* Study questions
- a) Reproduce the entire news report on the Sky Combat Ace crash, word for word.
- b) Rewrite the listing below, replacing every "clicks" with "points" and leaving everything else unchanged.

* Given passage
The Sky Combat Ace stunt plane that crashed April 30 near Jean impacted a hilltop 12 miles south of Henderson Executive Airport, killing the pilot and his passenger and spreading debris for 800 feet, federal investigators said in a preliminary report Wednesday.

The single-engine aircraft, an Extra EA-300/L registered to Vegas Extreme Adventures LLC, impacted mountainous terrain while heading northeast, according to the National Transportation Safety Board, investigator-in-charge.

The preliminary report did not mention a probable cause for the crash but said visual flight conditions prevailed and no flight plan had been filed. A factual report followed by an analysis and probable cause is expected to take eight months to a year to complete.

Pilot Ben Soyars, 37, of Las Vegas and Steve Peterson, 32, of Rohnert Park, California, died in the crash of blunt trauma injuries, the Clark County coroner’s office has said.

Peterson was among 12 men who had traveled to Las Vegas for a bachelor party and had planned to take simulated, air-to-air combat flights on Sky Combat Ace planes with an “instructor” pilot in the back seat of each of the three aircraft and their “student” passengers in the front seat of each cockpit.

But with thunderstorms lurking near the Henderson airport about 4 p.m., members of the bachelor party had questioned the Sky Combat Ace refund policy. It states essentially that customers must go on the flights with the company’s instructor pilots or forfeit their fare money. So rather than lose more than $8,000 that the group had ponied up for the flights, three of nine who had planned to go departed in three of the company’s planes about 4:30 p.m.

“Information provided by the company representatives revealed that the accident plane departed and rendezvoused with two other company airplanes to conduct a simulated air to air combat mission,” the NTSB report says. “Two airplanes at a time would maneuver against each other while the other airplane observed from a safe distance.”

After the simulated air-combat maneuvers, all three aircraft returned toward the Henderson airport. But after the first two airplanes landed “and realized that the third airplane behind them did not return … the company launched an airplane to conduct a search,” the report reads.

The wreckage was discovered a short time later near a hilltop.

All major components of the airplane were located in the debris path, according to the preliminary investigation report.

Sky Combat Ace President Richard Coe has not returned phone calls to the Las Vegas Review-Journal seeking comment.

* Records for the task
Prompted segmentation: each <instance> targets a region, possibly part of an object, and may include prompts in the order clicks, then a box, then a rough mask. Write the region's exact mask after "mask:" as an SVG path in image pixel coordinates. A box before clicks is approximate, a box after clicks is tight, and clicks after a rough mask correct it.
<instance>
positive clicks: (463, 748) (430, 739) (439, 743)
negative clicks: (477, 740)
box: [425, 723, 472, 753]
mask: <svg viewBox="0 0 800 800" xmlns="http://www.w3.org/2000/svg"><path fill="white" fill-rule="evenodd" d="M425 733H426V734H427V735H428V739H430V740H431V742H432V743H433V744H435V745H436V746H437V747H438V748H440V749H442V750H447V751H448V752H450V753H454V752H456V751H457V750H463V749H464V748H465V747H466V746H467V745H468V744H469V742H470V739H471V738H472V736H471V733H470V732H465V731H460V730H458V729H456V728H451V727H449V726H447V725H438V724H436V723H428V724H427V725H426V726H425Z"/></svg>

* Outputs for the tasks
- a)
The Sky Combat Ace stunt plane that crashed April 30 near Jean impacted a hilltop 12 miles south of Henderson Executive Airport, killing the pilot and his passenger and spreading debris for 800 feet, federal investigators said in a preliminary report Wednesday.

The single-engine aircraft, an Extra EA-300/L registered to Vegas Extreme Adventures LLC, impacted mountainous terrain while heading northeast, according to the National Transportation Safety Board, investigator-in-charge.

The preliminary report did not mention a probable cause for the crash but said visual flight conditions prevailed and no flight plan had been filed. A factual report followed by an analysis and probable cause is expected to take eight months to a year to complete.

Pilot Ben Soyars, 37, of Las Vegas and Steve Peterson, 32, of Rohnert Park, California, died in the crash of blunt trauma injuries, the Clark County coroner’s office has said.

Peterson was among 12 men who had traveled to Las Vegas for a bachelor party and had planned to take simulated, air-to-air combat flights on Sky Combat Ace planes with an “instructor” pilot in the back seat of each of the three aircraft and their “student” passengers in the front seat of each cockpit.

But with thunderstorms lurking near the Henderson airport about 4 p.m., members of the bachelor party had questioned the Sky Combat Ace refund policy. It states essentially that customers must go on the flights with the company’s instructor pilots or forfeit their fare money. So rather than lose more than $8,000 that the group had ponied up for the flights, three of nine who had planned to go departed in three of the company’s planes about 4:30 p.m.

“Information provided by the company representatives revealed that the accident plane departed and rendezvoused with two other company airplanes to conduct a simulated air to air combat mission,” the NTSB report says. “Two airplanes at a time would maneuver against each other while the other airplane observed from a safe distance.”

After the simulated air-combat maneuvers, all three aircraft returned toward the Henderson airport. But after the first two airplanes landed “and realized that the third airplane behind them did not return … the company launched an airplane to conduct a search,” the report reads.

The wreckage was discovered a short time later near a hilltop.

All major components of the airplane were located in the debris path, according to the preliminary investigation report.

Sky Combat Ace President Richard Coe has not returned phone calls to the Las Vegas Review-Journal seeking comment.

- b)
Prompted segmentation: each <instance> targets a region, possibly part of an object, and may include prompts in the order points, then a box, then a rough mask. Write the region's exact mask after "mask:" as an SVG path in image pixel coordinates. A box before points is approximate, a box after points is tight, and points after a rough mask correct it.
<instance>
positive points: (463, 748) (430, 739) (439, 743)
negative points: (477, 740)
box: [425, 723, 472, 753]
mask: <svg viewBox="0 0 800 800" xmlns="http://www.w3.org/2000/svg"><path fill="white" fill-rule="evenodd" d="M425 733H426V734H427V735H428V739H430V740H431V742H432V743H433V744H435V745H436V746H437V747H438V748H440V749H442V750H447V751H448V752H450V753H454V752H456V751H457V750H463V749H464V748H465V747H466V746H467V745H468V744H469V742H470V739H471V738H472V736H471V733H470V732H465V731H460V730H458V729H456V728H451V727H449V726H447V725H438V724H436V723H428V724H427V725H426V726H425Z"/></svg>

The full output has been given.